Print only the line with "trace the outline of every instance of the bed" and the lines after it, ending with the last line of the material, each exactly as it stands.
◇ ◇ ◇ ◇ ◇
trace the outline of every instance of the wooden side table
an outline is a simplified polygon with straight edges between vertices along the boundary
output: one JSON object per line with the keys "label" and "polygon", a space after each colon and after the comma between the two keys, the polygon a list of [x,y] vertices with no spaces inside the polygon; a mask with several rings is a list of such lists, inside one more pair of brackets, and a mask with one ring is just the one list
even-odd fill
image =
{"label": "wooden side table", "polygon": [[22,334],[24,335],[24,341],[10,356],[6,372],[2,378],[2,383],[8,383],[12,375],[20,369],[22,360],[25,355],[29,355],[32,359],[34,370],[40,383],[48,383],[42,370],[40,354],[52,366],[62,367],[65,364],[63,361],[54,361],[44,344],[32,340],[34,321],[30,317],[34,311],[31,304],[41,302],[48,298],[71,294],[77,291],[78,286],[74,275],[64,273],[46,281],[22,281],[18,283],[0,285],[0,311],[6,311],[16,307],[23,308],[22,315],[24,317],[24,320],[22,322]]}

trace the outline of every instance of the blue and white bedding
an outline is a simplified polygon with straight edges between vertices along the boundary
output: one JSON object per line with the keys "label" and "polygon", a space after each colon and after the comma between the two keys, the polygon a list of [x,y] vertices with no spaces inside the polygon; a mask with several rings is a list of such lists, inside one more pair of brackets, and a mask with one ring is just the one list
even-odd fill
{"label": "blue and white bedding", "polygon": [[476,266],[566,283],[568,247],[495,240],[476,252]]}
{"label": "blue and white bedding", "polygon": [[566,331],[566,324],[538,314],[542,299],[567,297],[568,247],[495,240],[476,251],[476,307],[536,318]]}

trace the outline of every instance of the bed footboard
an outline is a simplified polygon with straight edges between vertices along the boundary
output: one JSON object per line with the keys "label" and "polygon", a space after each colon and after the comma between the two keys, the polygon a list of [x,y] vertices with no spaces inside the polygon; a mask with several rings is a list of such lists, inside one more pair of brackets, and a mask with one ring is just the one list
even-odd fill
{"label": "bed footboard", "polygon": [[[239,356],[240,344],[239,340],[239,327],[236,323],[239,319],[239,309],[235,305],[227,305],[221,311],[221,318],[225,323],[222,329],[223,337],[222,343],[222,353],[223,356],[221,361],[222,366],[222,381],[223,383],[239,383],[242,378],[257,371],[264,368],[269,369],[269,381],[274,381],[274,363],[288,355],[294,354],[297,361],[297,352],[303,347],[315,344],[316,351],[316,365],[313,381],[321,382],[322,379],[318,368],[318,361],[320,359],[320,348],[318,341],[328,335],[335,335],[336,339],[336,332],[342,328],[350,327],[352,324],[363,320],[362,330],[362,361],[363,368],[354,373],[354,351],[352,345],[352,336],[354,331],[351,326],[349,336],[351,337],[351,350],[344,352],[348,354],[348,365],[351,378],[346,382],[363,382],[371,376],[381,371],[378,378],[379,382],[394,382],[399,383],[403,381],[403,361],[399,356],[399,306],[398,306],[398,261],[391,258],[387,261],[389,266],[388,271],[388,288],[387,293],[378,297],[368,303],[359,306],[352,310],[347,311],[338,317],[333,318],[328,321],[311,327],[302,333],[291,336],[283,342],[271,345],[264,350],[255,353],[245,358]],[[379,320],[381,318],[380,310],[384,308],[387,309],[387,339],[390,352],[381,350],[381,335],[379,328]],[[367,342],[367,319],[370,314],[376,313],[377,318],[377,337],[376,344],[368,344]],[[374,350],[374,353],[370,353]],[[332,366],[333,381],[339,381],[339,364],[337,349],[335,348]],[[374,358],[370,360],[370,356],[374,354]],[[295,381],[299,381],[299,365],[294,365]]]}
◇ ◇ ◇ ◇ ◇
_Correct result:_
trace the outline of every instance of the bed footboard
an outline is a simplified polygon with straight edges between vertices along the boundary
output: one JSON object per line with the keys "label" and "polygon", a space after each colon and after the comma between the two keys, the polygon a list of [x,y] vertices with no spaces inside the polygon; a mask with several rings is a list of such lists, inside one more pair of brackets, and a mask with one ring is just the one list
even-odd fill
{"label": "bed footboard", "polygon": [[[239,356],[240,344],[239,340],[239,327],[236,323],[239,319],[239,309],[235,305],[227,305],[221,311],[221,318],[225,323],[222,329],[223,337],[222,343],[222,353],[223,356],[221,361],[222,366],[222,381],[223,383],[239,383],[242,378],[257,371],[264,368],[269,369],[269,381],[274,381],[274,363],[288,355],[294,354],[297,361],[297,352],[303,347],[315,344],[316,351],[316,365],[313,381],[321,382],[322,379],[318,368],[318,361],[320,359],[320,348],[318,341],[328,335],[335,335],[336,339],[336,332],[342,328],[350,327],[352,324],[363,320],[362,330],[362,361],[363,368],[354,373],[354,351],[352,345],[352,336],[354,331],[351,326],[349,336],[351,337],[351,350],[344,352],[348,354],[348,365],[351,378],[346,382],[363,382],[371,376],[381,371],[378,378],[379,382],[394,382],[399,383],[403,381],[403,361],[399,356],[399,306],[398,306],[398,261],[391,258],[387,261],[389,266],[388,271],[388,288],[387,293],[378,297],[368,303],[359,306],[352,310],[347,311],[338,317],[333,318],[328,321],[311,327],[302,333],[291,336],[283,342],[271,345],[264,350],[255,353],[245,358]],[[379,320],[381,318],[380,310],[384,308],[387,309],[387,339],[390,352],[381,350],[381,335],[379,328]],[[367,342],[367,319],[370,314],[376,313],[377,318],[377,337],[376,344],[368,344]],[[374,350],[374,353],[370,353]],[[332,366],[333,381],[339,381],[339,364],[337,349],[335,348]],[[374,358],[370,360],[370,356],[374,354]],[[295,381],[299,381],[299,365],[294,365]]]}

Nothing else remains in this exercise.